_Extracted text_
The complete, open-source guide to the Seedance 2.0 API by ByteDance on fal.ai — with working Python, Node.js (JavaScript/TypeScript), and cURL examples for every endpoint, pricing, schemas, prompt tips, and FAQs.
Seedance 2.0 is ByteDance's state-of-the-art video generation model available via the fal.ai API. It produces cinematic 720p video up to 15 seconds with native synchronized audio, lip-sync speech, multi-shot editing, real-world physics, and director-level camera control from text, image, or reference inputs.
This repo collects every Seedance 2.0 endpoint (standard and fast tiers), fully documented with copy-paste examples — the fastest way to start building with the Seedance 2.0 API today.
- What is Seedance 2.0?
- All Seedance 2.0 API Endpoints
- Pricing
- Quick Start
- Endpoint Reference
- Common Parameters
- Prompting Guide
- FAQ
- Deep-dive docs
- Resources
- Contributing
- License
Seedance 2.0 (by ByteDance, served on fal.ai) is a next-generation AI video generation model. Compared to first-generation text-to-video models, Seedance 2.0 delivers:
- Native synchronized audio — sound effects, ambient audio, and lip-synced speech generated together with video (not post-hoc dubbed).
- Multi-shot editing — a single prompt can produce multiple camera cuts within the same clip.

_Directions_
1. According to the Seedance 2.0 API guide, how long can the videos it produces be?
2. List every line of the records that contains the string "outline", treating uppercase and lowercase as different.

_Records provided_
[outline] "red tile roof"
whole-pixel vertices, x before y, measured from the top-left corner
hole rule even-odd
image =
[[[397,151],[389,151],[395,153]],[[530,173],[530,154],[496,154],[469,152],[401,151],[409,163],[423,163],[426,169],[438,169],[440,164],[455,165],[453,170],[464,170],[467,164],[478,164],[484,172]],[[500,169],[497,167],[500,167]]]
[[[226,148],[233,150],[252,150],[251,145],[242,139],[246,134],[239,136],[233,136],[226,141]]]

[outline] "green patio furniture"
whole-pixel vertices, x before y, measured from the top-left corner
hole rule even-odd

==

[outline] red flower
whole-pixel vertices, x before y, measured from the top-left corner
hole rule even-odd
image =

_Replies_
1. Up to 15 seconds.

2.
[outline] "red tile roof"
[outline] "green patio furniture"
[outline] red flower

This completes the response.